GIVEN EXERCISE
Rewrite everything from the start of the entries down to the line containing "top-left (130, 127), bottom-right (142, 138)", switching "dormer window" to "attic window" and changing nothing else.

"""

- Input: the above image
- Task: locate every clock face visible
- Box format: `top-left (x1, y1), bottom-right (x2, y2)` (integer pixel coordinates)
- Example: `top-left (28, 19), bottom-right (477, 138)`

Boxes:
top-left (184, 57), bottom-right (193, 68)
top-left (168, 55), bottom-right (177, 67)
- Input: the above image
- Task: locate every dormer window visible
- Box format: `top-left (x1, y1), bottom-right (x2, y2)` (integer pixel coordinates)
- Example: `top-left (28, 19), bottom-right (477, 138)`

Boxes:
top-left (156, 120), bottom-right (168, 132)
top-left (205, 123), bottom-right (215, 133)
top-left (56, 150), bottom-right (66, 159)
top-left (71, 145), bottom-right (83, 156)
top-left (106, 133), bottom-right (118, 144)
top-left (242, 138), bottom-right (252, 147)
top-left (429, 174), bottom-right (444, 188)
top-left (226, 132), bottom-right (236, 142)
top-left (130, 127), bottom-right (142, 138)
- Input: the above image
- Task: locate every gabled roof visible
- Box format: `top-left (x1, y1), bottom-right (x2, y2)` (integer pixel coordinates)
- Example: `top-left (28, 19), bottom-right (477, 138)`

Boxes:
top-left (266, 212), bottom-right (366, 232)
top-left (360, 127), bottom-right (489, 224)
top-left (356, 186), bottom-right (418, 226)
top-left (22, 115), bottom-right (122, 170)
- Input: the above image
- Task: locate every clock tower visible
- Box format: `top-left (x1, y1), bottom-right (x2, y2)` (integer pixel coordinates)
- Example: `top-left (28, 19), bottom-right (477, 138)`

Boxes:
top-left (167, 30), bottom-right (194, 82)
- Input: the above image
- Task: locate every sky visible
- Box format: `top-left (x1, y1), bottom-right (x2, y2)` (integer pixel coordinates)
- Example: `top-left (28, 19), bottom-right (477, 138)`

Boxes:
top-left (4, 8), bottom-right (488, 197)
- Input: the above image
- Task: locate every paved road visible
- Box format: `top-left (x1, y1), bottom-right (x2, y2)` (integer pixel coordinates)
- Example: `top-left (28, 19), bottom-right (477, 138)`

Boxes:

"""

SOLVED PROBLEM
- Input: the above image
- Task: locate every clock face visible
- Box format: `top-left (x1, y1), bottom-right (x2, y2)` (integer pixel coordinates)
- Example: `top-left (28, 19), bottom-right (477, 138)`

Boxes:
top-left (184, 57), bottom-right (193, 68)
top-left (168, 55), bottom-right (177, 67)
- Input: the above image
- Task: locate every attic window visible
- Box format: `top-left (x1, y1), bottom-right (x2, y2)` (integer pixel coordinates)
- Example: `top-left (28, 19), bottom-right (477, 138)`

Boxes:
top-left (156, 120), bottom-right (168, 132)
top-left (205, 123), bottom-right (215, 133)
top-left (56, 150), bottom-right (66, 159)
top-left (71, 145), bottom-right (83, 156)
top-left (106, 133), bottom-right (118, 144)
top-left (242, 138), bottom-right (252, 147)
top-left (429, 174), bottom-right (444, 188)
top-left (226, 132), bottom-right (236, 142)
top-left (130, 127), bottom-right (142, 138)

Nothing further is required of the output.